Task prompt
Transcribe each of the following records verbatim, preserving every line in its original order.

....

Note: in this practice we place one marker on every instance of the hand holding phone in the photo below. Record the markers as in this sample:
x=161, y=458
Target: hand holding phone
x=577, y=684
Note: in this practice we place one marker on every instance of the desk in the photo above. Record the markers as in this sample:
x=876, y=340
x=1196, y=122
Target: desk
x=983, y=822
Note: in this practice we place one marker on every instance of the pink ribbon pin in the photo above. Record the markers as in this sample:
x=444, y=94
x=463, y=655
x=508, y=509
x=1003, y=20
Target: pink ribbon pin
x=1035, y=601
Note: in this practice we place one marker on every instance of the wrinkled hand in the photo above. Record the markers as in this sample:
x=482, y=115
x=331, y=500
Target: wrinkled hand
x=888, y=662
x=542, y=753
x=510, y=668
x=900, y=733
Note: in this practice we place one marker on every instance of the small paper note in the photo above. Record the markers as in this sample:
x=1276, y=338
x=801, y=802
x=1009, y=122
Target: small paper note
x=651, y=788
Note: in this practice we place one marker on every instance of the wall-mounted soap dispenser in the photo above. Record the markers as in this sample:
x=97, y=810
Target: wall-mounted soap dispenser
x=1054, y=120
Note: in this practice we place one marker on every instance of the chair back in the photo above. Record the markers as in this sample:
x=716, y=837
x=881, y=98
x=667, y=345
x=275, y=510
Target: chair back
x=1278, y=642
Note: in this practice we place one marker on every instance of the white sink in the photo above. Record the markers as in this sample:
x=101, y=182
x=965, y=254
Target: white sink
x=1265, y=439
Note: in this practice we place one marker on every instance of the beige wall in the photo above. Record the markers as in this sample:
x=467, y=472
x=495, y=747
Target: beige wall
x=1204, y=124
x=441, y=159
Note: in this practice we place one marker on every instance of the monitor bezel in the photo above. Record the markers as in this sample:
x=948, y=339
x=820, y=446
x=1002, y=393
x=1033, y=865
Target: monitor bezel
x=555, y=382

....

Answer to this task
Note: in this practice we place one marker on every instance of the hand holding phone in the photo below. Record the markers as in this sample:
x=161, y=458
Target: hand holding phone
x=577, y=684
Note: in this practice we place one marker on every instance of the desk in the photo above. Record the markers as in this sample:
x=876, y=340
x=1196, y=122
Target: desk
x=983, y=822
Note: in this practice we place one marker on every instance of the pink ribbon pin in the photo above. Record the markers as in this sample:
x=444, y=94
x=463, y=655
x=508, y=509
x=1003, y=20
Target: pink ribbon pin
x=1035, y=601
Note: in this practice we place one marker on every instance of the wrinkled hand in the photo above. Record the markers as in this sample:
x=482, y=115
x=331, y=500
Target: wrinkled hand
x=888, y=662
x=542, y=753
x=510, y=668
x=900, y=733
Note: in this practice we place one marker on every instance of the small paper note in the photo above. Record the markers as in this sample:
x=1276, y=338
x=801, y=802
x=1009, y=122
Target: small paper note
x=651, y=788
Note: in this practice we place one marker on every instance of the wall-mounted soap dispenser in the photo above. Record the markers as in this sample:
x=97, y=810
Target: wall-mounted soap dispenser
x=1054, y=120
Note: in this practice we place one marker on every instance of the chair back in the photo above. Record the markers as in this sample:
x=716, y=837
x=881, y=98
x=667, y=345
x=275, y=510
Target: chair back
x=1278, y=642
Note: in this practice we place one marker on every instance of the white sink in the photo above. Record the markers as in this sample:
x=101, y=182
x=965, y=254
Target: white sink
x=1265, y=439
Note: in this practice we place one marker on every instance of the beige wall in the photo above. Record the markers as in this sample:
x=467, y=472
x=495, y=747
Target: beige wall
x=1204, y=124
x=441, y=159
Note: in this practice we place one marker on every instance of the monitor bezel in the photo above. Record the markers as in this sample:
x=948, y=339
x=820, y=446
x=1002, y=393
x=1033, y=865
Target: monitor bezel
x=555, y=382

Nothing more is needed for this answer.